SOURCE RECORDS:
——

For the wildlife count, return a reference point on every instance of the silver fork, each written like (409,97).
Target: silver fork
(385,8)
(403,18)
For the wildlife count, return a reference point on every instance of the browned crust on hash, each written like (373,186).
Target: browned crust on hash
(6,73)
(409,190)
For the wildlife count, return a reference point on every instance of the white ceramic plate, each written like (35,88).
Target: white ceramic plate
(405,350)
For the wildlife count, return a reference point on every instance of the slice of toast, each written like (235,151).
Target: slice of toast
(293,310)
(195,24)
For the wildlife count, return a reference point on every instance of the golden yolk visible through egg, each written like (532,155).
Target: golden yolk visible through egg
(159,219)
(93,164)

——

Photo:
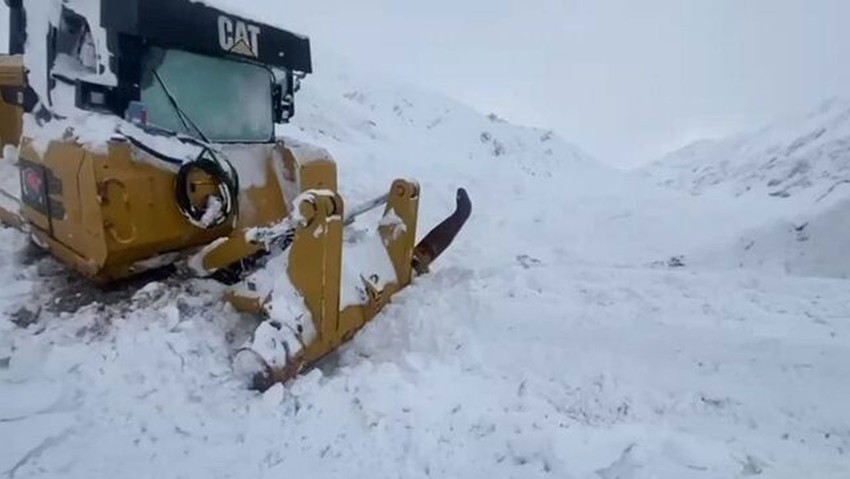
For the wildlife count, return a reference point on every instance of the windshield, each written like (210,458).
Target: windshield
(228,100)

——

The response should hold exactly the lines starting at the line with "written like (409,97)." and ending at the line with "written like (373,186).", and no other line of the material above.

RESPONSE TO THE EXERCISE:
For the wildlife count, return a reference point on every instance of the silver fork, each written like (409,97).
Target: silver fork
(385,8)
(403,18)
For the wildlife count, return a reference point on every instance of the browned crust on hash, each written like (373,186).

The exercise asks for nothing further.